#### Records provided
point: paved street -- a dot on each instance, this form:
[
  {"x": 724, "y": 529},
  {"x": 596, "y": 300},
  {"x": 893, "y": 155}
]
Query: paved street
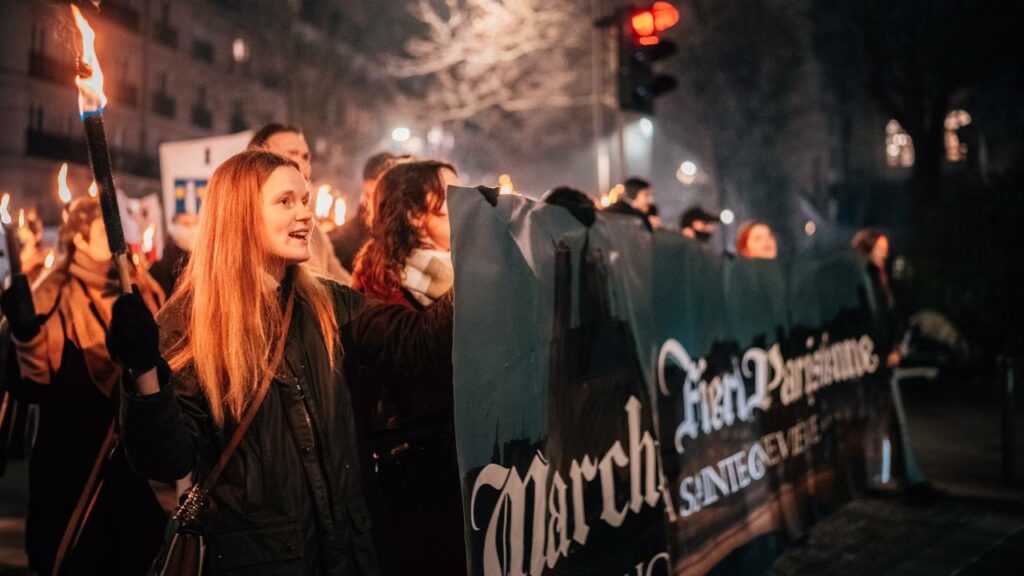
[{"x": 975, "y": 527}]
########
*What to work on*.
Write out the listing above word for word, without the pictures.

*Task result*.
point: paved street -- a dot on each instance, this form:
[
  {"x": 724, "y": 529},
  {"x": 596, "y": 300},
  {"x": 893, "y": 155}
]
Query: paved street
[{"x": 975, "y": 527}]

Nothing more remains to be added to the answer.